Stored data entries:

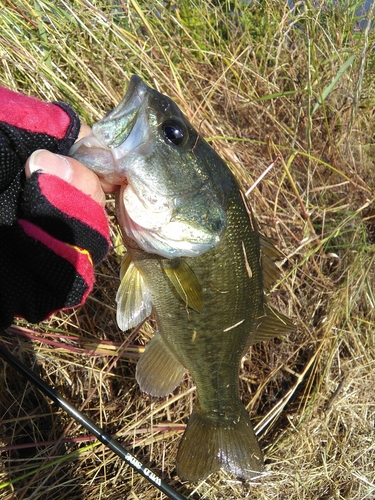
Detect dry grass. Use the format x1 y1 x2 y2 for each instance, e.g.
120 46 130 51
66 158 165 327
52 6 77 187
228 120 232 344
1 0 375 498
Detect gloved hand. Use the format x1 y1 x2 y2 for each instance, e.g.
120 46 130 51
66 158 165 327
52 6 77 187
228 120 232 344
0 86 111 329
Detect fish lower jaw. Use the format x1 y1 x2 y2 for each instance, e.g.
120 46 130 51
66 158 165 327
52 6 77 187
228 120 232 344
120 208 220 259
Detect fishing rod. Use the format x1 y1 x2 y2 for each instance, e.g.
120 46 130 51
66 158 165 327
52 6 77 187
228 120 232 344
0 340 187 500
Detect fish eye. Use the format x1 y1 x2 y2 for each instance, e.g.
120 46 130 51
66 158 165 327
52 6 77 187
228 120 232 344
162 119 187 146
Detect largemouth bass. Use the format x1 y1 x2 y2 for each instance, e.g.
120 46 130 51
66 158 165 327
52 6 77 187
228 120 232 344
70 75 294 481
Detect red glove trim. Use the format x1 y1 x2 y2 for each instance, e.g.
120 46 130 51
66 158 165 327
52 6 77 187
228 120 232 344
38 174 110 241
0 86 70 139
18 219 94 304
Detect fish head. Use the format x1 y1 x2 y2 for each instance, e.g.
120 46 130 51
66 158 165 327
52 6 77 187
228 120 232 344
70 75 229 258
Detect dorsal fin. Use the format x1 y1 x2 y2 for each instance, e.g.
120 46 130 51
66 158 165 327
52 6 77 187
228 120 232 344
250 304 295 344
116 253 152 331
161 258 203 312
260 234 283 292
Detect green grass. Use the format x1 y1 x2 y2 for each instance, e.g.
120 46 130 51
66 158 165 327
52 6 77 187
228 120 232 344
1 0 375 498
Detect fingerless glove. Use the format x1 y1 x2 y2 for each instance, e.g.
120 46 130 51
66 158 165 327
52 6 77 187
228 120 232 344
0 87 110 329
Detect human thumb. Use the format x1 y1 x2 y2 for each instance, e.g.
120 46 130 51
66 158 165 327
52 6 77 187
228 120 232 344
25 149 106 206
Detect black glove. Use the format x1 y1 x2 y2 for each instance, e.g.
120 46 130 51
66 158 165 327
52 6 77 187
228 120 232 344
0 86 110 329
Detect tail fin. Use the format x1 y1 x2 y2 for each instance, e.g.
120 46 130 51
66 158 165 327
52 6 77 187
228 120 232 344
176 406 264 481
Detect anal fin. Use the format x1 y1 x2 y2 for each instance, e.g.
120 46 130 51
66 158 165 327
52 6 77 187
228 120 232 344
136 333 185 397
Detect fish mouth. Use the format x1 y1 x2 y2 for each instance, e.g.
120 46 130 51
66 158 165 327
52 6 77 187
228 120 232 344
69 75 150 183
97 75 148 150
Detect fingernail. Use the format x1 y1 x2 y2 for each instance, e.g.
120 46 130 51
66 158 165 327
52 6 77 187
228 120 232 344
28 149 72 181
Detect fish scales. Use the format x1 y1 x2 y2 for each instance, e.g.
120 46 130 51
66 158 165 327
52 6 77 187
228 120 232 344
70 75 294 481
128 189 261 394
118 166 264 480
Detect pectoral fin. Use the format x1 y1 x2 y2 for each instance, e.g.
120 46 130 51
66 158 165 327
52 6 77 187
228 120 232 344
161 258 203 312
251 304 295 344
136 333 186 397
116 253 152 331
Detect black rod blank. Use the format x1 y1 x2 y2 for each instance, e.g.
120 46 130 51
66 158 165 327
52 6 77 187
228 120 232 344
0 342 187 500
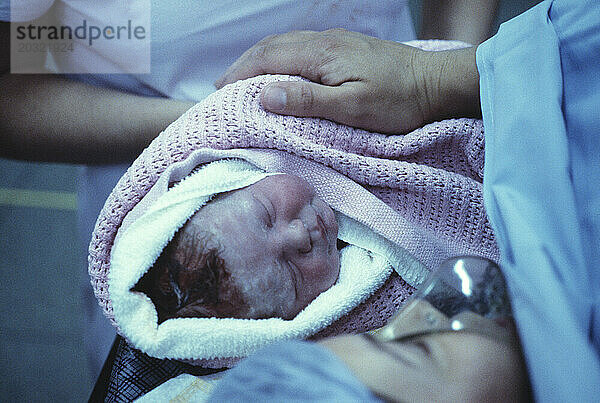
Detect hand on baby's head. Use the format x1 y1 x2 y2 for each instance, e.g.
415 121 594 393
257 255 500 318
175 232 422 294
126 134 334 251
134 174 340 323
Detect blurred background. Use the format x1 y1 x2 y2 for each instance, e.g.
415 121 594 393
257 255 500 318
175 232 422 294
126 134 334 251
0 1 539 401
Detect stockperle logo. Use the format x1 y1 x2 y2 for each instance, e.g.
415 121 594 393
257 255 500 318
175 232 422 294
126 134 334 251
10 3 151 74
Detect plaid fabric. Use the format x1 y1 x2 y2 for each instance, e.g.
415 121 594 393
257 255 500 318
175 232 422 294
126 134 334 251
96 336 223 402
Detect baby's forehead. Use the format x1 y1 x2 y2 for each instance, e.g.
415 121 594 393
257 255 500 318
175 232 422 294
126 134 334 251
190 188 257 228
180 192 266 258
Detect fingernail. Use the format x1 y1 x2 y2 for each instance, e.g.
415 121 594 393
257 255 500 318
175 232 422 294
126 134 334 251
262 86 287 112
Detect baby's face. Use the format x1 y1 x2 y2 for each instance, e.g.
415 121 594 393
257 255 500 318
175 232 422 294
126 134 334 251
178 174 340 319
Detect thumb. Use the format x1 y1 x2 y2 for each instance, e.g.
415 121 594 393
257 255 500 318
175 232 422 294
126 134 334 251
260 81 351 122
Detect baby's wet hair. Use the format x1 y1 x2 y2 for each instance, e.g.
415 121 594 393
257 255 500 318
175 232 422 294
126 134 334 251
132 230 232 323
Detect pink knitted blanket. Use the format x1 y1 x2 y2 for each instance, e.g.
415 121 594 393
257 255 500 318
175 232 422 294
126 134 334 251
89 42 498 359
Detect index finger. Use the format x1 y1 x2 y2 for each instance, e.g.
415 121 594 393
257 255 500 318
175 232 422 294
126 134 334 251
215 30 327 88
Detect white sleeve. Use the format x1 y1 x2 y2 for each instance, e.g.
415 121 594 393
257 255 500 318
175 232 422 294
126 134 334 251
0 0 55 22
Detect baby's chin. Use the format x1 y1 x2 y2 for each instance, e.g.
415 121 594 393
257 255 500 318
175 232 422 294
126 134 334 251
287 256 340 319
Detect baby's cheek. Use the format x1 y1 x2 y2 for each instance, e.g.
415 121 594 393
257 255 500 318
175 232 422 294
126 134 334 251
324 252 340 289
301 254 339 297
232 264 294 319
215 276 251 318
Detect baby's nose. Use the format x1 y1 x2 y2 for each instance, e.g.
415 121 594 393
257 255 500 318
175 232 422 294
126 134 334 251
280 218 311 254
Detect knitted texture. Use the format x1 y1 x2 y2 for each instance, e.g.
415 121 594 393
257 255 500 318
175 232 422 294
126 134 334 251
89 40 497 360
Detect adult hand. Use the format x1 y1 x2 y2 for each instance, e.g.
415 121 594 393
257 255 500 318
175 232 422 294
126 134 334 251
216 29 480 134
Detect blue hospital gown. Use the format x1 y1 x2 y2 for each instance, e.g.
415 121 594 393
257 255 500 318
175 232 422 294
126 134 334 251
478 0 600 401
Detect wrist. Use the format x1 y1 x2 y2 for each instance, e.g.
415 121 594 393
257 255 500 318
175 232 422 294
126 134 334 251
423 46 481 122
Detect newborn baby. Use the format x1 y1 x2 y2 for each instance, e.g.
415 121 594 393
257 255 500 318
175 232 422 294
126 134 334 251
92 72 492 365
134 174 341 323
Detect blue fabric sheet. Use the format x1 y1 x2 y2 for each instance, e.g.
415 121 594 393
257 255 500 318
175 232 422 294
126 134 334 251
477 0 600 401
208 340 381 402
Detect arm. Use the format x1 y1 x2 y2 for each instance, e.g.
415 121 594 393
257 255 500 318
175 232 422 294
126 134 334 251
216 29 480 134
420 0 499 44
0 22 194 164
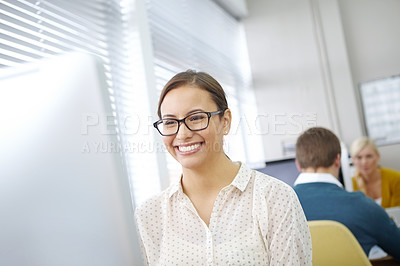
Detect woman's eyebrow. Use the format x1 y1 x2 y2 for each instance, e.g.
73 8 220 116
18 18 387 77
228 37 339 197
162 114 177 119
187 109 205 115
162 108 205 119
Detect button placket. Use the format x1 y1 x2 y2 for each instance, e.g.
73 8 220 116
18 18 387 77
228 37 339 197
206 189 230 266
210 188 229 226
206 230 214 265
180 192 199 215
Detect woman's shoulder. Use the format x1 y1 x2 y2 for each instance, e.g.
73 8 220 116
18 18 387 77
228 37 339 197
381 167 400 176
250 167 297 198
381 167 400 182
232 162 295 197
251 167 292 186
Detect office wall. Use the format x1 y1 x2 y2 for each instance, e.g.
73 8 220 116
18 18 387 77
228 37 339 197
243 0 331 161
337 0 400 170
243 0 400 170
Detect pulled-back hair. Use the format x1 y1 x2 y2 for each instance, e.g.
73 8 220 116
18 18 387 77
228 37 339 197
296 127 341 169
350 136 380 194
350 137 379 158
157 70 228 118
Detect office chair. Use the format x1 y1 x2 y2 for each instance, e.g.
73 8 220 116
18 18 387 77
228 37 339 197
308 220 372 266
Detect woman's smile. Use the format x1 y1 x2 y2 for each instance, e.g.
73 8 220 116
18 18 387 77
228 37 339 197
175 142 202 153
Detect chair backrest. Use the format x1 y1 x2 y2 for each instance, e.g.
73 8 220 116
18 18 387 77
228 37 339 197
308 220 372 266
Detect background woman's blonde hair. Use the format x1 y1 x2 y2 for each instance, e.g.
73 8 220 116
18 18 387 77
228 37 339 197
350 136 379 158
350 137 380 194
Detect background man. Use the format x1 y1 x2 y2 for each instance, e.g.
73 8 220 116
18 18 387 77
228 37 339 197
293 127 400 261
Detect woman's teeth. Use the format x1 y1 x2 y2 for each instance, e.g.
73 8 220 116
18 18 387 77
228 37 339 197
178 143 200 152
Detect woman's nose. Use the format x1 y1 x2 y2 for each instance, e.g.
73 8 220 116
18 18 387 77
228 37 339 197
175 122 192 139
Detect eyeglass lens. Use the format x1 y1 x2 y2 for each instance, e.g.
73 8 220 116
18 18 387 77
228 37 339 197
158 112 209 135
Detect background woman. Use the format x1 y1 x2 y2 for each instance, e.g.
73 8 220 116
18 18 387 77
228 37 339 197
135 70 312 265
351 137 400 208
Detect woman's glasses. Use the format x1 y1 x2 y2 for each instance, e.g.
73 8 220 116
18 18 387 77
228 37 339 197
153 110 224 136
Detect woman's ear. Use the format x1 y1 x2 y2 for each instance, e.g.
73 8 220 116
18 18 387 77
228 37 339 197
222 108 232 135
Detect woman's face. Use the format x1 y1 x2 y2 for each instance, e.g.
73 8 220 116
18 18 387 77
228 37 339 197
353 145 380 177
159 85 229 170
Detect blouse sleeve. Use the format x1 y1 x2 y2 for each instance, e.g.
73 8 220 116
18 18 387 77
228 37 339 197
257 176 312 265
134 209 149 265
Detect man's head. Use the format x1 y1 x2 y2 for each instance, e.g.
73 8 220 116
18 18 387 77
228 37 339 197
296 127 341 172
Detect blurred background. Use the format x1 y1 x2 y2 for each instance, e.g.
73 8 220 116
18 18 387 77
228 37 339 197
1 0 399 207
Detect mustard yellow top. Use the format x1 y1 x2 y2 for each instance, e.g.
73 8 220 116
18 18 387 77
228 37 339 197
352 168 400 208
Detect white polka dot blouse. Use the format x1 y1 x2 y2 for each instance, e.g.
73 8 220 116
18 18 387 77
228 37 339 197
135 162 312 265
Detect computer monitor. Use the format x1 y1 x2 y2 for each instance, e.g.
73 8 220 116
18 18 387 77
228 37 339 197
255 158 301 186
0 53 143 266
256 141 351 188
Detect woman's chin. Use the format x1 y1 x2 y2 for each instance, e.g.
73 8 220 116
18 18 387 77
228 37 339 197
176 154 203 169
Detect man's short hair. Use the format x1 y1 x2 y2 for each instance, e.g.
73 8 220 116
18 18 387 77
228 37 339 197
296 127 341 169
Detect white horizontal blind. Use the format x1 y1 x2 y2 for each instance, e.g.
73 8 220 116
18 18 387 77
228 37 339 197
0 0 108 65
147 0 249 91
145 0 264 182
0 0 161 205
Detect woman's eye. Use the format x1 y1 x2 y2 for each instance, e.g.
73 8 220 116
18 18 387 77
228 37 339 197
189 115 206 122
164 120 176 126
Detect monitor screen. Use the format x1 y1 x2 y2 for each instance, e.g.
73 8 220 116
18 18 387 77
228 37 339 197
256 157 345 188
0 53 143 266
255 158 301 186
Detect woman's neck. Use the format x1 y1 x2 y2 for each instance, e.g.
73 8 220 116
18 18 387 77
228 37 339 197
181 155 240 195
362 167 381 184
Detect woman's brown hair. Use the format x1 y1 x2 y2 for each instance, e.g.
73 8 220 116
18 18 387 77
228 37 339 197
157 70 228 118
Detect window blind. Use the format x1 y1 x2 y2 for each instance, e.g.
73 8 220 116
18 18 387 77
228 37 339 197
0 0 161 205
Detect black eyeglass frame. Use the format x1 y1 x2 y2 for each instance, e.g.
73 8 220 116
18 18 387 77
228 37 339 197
153 110 225 136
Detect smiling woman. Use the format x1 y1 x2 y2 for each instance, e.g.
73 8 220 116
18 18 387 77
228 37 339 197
135 70 312 265
158 85 228 172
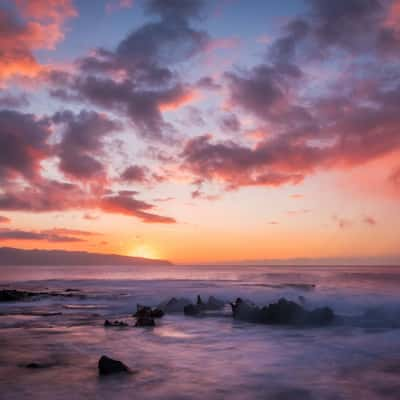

EXERCISE GOAL:
Your answer must consist solely of the lines above between the line holding "Detect computer monitor." and the line holding "Detect white horizontal", inclusive, copied exactly.

THE ANSWER:
Detect computer monitor. Use the format x1 y1 x2 y2 for each instance, e.g.
73 8 220 116
18 18 387 77
228 37 339 197
255 158 301 186
0 53 143 266
256 141 351 188
Detect woman's chin. Use the format x1 y1 x2 y2 for each instance, e.g.
73 8 220 116
18 18 387 77
228 37 339 197
176 154 203 169
Detect man's short hair. Use the format x1 y1 x2 y2 for each instance, e.g.
73 8 220 116
18 18 387 77
228 37 339 197
296 127 341 169
Detect white horizontal blind. Use the format x1 y1 x2 y2 for each instance, e.g.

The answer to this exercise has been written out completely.